__What you need to do__: Beginning at the line that contains "task | indicate the bird's beak, one", reproduce every line to the end of the material without changing any of them.

__Available records__:
━━━━━━━━
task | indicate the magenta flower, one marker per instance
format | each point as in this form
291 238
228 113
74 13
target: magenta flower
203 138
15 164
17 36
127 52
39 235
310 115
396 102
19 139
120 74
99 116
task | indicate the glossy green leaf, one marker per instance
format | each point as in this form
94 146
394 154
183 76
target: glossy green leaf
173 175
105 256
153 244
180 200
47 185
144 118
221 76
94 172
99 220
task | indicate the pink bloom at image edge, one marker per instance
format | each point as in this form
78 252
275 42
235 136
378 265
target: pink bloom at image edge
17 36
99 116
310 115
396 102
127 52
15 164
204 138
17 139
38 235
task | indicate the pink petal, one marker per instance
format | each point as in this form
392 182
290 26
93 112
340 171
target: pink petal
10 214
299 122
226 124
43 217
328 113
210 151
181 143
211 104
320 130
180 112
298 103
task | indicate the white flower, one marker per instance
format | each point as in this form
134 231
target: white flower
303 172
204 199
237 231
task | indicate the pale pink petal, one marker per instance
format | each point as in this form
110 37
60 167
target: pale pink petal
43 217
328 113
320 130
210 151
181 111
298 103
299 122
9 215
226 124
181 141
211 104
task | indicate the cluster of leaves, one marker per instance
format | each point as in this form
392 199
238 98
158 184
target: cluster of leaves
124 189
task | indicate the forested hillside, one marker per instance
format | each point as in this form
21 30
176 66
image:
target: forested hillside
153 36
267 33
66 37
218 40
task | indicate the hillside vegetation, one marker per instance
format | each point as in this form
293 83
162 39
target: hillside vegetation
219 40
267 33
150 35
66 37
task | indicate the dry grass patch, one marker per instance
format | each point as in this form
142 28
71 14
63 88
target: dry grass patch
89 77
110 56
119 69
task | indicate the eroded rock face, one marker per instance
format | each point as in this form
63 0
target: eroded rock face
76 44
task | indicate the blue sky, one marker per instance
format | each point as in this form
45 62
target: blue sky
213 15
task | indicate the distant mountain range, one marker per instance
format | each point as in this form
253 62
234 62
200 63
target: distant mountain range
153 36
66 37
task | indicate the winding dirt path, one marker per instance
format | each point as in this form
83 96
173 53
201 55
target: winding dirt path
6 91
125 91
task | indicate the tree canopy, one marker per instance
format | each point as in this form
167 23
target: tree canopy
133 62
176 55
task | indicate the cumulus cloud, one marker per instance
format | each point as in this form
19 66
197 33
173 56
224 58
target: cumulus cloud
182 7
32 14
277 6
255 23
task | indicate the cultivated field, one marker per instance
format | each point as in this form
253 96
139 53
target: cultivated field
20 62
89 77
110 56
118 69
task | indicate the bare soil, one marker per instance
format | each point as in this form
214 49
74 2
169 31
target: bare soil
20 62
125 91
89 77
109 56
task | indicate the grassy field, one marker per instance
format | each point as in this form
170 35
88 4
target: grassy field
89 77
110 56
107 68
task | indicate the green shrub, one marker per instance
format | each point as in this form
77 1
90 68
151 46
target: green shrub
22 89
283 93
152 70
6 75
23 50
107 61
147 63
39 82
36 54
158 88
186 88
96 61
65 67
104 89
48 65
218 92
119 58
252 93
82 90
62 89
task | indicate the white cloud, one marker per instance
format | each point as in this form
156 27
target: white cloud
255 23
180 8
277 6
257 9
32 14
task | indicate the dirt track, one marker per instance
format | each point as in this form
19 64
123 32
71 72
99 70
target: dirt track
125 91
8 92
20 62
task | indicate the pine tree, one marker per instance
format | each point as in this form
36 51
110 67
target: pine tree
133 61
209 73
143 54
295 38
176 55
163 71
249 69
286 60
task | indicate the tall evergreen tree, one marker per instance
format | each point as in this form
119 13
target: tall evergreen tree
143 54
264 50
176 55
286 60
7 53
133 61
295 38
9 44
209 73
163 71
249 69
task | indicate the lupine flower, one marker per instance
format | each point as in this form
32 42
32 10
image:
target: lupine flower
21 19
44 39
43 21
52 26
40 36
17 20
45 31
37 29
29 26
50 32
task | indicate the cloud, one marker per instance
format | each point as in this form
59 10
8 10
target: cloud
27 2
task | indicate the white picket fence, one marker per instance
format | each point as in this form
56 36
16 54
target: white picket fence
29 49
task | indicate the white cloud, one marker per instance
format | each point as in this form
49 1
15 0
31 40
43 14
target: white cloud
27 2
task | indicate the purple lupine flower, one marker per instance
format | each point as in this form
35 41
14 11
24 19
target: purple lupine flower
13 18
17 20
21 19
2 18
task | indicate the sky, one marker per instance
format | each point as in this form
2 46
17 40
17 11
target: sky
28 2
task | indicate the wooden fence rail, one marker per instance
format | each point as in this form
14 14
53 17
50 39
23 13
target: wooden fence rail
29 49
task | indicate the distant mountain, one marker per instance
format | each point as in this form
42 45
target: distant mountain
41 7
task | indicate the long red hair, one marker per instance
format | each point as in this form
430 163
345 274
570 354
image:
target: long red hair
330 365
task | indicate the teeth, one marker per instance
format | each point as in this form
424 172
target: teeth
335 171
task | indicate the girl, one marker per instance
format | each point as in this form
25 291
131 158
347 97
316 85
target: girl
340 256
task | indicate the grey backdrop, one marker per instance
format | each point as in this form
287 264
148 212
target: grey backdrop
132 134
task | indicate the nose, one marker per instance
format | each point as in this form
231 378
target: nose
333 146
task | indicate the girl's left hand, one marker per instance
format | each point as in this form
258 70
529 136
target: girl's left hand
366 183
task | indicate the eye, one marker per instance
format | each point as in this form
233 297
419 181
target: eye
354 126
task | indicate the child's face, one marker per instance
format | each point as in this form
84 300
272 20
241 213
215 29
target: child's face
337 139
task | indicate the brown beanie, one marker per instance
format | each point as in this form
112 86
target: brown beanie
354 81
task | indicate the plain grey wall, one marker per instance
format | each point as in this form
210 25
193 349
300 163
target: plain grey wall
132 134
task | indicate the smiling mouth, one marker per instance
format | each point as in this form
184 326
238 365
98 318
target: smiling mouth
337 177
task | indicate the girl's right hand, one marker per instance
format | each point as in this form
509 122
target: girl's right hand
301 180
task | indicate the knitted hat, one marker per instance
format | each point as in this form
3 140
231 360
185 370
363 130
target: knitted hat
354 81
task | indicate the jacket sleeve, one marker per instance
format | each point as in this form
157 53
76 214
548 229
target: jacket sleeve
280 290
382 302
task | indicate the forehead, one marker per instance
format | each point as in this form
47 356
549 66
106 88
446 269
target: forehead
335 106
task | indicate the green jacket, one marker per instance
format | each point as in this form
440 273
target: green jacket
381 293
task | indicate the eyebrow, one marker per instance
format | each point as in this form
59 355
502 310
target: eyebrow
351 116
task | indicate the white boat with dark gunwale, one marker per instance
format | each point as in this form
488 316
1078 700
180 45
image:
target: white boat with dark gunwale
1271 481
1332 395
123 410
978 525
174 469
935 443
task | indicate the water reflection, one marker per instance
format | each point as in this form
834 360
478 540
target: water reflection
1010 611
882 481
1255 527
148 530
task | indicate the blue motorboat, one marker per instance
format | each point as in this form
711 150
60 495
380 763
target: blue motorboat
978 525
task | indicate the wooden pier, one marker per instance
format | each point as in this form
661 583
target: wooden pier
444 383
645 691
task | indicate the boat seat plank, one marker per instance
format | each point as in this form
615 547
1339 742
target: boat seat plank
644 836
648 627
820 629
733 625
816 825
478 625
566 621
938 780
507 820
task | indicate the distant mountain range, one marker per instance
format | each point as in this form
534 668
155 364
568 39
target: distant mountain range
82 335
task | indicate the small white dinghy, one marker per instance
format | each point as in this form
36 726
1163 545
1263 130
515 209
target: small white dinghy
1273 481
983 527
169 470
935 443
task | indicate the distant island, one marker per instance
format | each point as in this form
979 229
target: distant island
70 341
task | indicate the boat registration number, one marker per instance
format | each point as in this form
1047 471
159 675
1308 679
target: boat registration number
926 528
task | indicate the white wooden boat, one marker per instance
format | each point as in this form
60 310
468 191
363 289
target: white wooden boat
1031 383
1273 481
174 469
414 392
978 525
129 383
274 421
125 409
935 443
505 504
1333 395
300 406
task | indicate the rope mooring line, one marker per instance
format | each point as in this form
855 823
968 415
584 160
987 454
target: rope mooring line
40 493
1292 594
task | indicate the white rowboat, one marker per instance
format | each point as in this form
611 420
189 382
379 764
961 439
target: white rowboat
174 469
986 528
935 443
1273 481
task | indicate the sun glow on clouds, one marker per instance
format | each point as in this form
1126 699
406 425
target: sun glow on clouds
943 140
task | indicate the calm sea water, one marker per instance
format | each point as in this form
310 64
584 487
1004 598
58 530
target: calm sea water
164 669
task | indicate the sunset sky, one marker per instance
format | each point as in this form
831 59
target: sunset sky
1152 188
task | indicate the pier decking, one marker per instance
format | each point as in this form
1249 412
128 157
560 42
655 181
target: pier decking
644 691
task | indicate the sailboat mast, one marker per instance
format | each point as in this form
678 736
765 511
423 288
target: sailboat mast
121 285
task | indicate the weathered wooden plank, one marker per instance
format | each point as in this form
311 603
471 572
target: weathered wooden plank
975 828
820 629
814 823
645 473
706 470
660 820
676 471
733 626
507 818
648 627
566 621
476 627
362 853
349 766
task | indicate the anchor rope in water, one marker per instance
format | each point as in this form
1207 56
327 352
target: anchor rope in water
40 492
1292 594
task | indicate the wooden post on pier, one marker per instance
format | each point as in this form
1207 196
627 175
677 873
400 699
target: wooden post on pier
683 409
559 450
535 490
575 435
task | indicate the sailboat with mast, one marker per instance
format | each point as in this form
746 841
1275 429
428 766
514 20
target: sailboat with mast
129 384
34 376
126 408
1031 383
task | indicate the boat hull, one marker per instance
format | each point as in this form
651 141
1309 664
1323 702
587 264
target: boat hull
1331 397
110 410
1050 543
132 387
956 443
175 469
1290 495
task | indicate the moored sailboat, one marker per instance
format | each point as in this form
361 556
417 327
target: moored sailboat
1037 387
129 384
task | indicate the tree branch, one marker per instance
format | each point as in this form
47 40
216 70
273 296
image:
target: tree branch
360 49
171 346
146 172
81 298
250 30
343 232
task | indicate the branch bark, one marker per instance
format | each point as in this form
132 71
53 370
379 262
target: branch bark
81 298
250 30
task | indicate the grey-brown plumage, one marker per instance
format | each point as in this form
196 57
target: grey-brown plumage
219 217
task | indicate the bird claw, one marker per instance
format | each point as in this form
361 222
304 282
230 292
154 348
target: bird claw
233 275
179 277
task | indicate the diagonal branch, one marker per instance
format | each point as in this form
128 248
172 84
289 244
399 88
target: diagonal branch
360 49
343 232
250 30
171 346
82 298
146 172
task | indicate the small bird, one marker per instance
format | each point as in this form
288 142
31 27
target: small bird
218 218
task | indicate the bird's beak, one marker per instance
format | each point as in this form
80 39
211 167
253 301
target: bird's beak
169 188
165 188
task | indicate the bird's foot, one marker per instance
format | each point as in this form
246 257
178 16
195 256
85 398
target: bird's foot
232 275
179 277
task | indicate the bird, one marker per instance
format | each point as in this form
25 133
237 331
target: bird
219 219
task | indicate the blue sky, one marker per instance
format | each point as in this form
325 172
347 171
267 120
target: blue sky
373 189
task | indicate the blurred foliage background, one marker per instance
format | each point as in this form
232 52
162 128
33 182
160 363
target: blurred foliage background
━━━━━━━━
__Task output__:
task | indicate the bird's beak, one marker per instance
format | each point as in this form
80 39
211 167
253 301
target: bird's beak
169 188
165 188
task | indicate the bird's foot, one marker per instance
format | each point as in this form
246 257
178 16
195 256
85 398
target: bird's foot
232 275
179 277
task | indicate the bird, one marker per instance
format | each point as in this form
25 133
237 331
target: bird
219 219
task | indicate the blue sky, one marker per instance
format | each point as in this form
325 172
347 171
267 120
target: blue sky
373 189
task | indicate the blurred foliage background, one marker per instance
format | each point as in this form
232 52
162 128
33 182
160 363
target: blurred foliage background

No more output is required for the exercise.